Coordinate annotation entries
·····
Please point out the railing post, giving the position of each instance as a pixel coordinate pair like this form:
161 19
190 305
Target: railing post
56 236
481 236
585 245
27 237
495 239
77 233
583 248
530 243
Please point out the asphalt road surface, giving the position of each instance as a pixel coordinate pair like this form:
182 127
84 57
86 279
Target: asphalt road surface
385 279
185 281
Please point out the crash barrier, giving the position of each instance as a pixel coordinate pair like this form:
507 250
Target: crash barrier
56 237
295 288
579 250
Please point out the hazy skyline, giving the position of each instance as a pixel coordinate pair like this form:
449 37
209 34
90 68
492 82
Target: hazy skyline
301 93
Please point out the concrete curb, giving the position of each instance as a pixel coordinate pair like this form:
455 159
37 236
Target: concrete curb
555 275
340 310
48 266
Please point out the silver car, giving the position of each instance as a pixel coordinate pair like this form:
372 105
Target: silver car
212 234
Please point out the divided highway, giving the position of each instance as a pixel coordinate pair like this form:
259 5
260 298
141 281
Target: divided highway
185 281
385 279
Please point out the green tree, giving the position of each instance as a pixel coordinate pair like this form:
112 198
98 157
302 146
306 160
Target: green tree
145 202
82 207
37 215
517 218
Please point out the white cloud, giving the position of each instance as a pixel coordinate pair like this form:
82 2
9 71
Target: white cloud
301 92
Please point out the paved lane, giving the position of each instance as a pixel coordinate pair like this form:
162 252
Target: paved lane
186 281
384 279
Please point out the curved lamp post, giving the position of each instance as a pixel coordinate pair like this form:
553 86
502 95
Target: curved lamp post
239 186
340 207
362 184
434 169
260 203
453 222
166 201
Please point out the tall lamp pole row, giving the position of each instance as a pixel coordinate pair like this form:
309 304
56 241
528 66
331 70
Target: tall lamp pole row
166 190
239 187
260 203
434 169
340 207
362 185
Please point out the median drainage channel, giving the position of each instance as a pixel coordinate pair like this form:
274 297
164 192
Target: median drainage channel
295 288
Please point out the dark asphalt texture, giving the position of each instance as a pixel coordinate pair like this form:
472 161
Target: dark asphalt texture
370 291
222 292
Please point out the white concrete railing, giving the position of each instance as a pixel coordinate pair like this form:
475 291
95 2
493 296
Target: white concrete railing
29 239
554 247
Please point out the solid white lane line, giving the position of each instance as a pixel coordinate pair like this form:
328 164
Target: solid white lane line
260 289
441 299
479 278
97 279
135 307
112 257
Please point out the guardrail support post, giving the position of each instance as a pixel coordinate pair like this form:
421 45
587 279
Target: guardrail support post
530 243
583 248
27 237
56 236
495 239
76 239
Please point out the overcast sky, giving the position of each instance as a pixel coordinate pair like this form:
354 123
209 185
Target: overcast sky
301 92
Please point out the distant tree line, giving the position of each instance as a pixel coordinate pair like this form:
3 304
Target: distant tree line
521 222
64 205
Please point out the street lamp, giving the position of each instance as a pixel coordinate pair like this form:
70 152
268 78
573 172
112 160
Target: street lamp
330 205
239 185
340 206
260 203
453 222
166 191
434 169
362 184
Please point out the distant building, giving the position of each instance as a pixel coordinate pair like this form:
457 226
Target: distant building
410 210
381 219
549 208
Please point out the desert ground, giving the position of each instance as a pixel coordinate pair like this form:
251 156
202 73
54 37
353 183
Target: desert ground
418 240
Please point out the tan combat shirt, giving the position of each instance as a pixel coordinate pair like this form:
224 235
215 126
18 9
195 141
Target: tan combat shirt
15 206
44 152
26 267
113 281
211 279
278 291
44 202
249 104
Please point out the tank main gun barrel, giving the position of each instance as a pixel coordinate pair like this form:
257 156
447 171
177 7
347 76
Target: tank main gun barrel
·····
Please copy all the lines above, swapping every "point out" for "mark" and leaving everything else unchanged.

→ Exercise answer:
Please mark the railing post, giving the position of each instance as a pixel coordinate pair like this form:
161 19
190 305
Target: railing post
56 236
481 236
585 245
27 237
495 239
77 233
583 248
530 243
Please mark the asphalt road surface, giving the position of each instance as a pixel coordinate pair like this form:
182 127
84 57
86 279
Target: asphalt road surface
385 279
185 281
Please mark the crash barrier, giving the position of each instance as a pixel coordinate pair like this form:
507 250
Target: crash barrier
56 237
295 288
579 250
Please mark the hazy skyline, giving the position of each instance as a pixel coordinate pair like this form:
449 37
209 34
90 68
492 82
Target: hazy skyline
301 93
Please mark the concrete curb, giving the position of each instance as a pixel coordinate pair like this form:
455 159
37 236
Target: concrete curb
555 275
340 310
48 266
Please mark the silver car, giving the position of each instance as a pixel coordinate pair like this form:
372 105
Target: silver car
212 234
Please mark the divided highway, giving the position of each instance as a pixel coordinate pair like this form:
259 5
260 298
141 281
Target: divided highway
185 281
385 279
Please mark the green tree, giving the position of each instance as a pixel coordinate pair like this form:
112 198
98 157
302 146
306 160
Target: green tree
145 202
82 207
37 215
517 218
Please mark the white cloud, giving the position of each instance as a pixel coordinate pair like this form:
82 2
9 71
Target: white cloud
301 92
Please mark the paved lane, giving the position of each instance as a pixel coordinate pair like this form:
162 252
Target: paved lane
186 281
384 279
Please mark the curved lamp post, giving the position of each instance as a pixel coordinate pair like this form:
553 86
502 95
Target: curved lamp post
239 186
340 207
362 184
434 169
260 203
453 222
166 201
Please mark the tall lamp pole row, giving the position of each instance as a pixel coordinate pair like this form:
309 304
56 241
528 66
331 70
Target: tall lamp pole row
166 190
239 187
260 203
434 169
340 207
362 185
Please mark the median drainage channel, giving the position of each instance as a pixel coordinate pair like this form:
274 297
164 192
Target: median drainage channel
295 288
Please mark the dark asphalt texture, giving the position of each instance as a pixel coordinate pair like this form:
472 161
Target: dark asphalt texture
370 291
222 292
Please mark the white concrete railing, giving the position of each instance as a pixel coordinate pair like this form:
475 291
95 2
493 296
Target: white concrete railing
29 239
554 247
Please mark the solid white lane line, giving the position of each instance as a pixel coordinate pair like this form:
328 164
Target: solid white lane line
260 289
441 299
479 278
97 279
135 307
112 257
Please mark the guardrail support post, giving the position of each instance as a pixel coordinate pair like this form:
421 45
587 279
Target: guardrail support post
530 243
583 248
27 237
56 236
495 239
76 239
Please mark the overcast sky, giving the position of each instance as a pixel coordinate pair like this form:
354 123
209 185
Target: overcast sky
301 92
Please mark the distant tree line, giving the position of each instance as a pixel coordinate pair like this form:
3 304
Target: distant tree line
521 222
64 205
Please mark the street lamp, giving the position of each instance as a pixel coordinate pair like this form:
70 152
268 78
573 172
112 160
Target: street lamp
330 205
239 185
340 206
260 203
453 222
166 191
434 169
362 184
Please mark the distant building, giving the position of each instance as a pixel coordinate pair like this form:
457 226
Target: distant building
410 210
381 219
549 208
Please mark the desert ground, giving the position of each instance as a pixel coordinate pair like this form:
251 156
202 73
54 37
353 183
Target: desert ground
418 240
Please mark the tan combat shirt, giving the position of each instance as a pixel coordinate pair like this form:
224 235
215 126
18 9
195 141
Target: tan combat shirt
15 206
44 152
26 267
113 281
211 279
278 291
44 202
249 104
Please mark the tank main gun barrel, giving the position of each instance as a pixel coordinate pair like this form:
257 156
447 171
177 7
347 76
Target: tank main gun barrel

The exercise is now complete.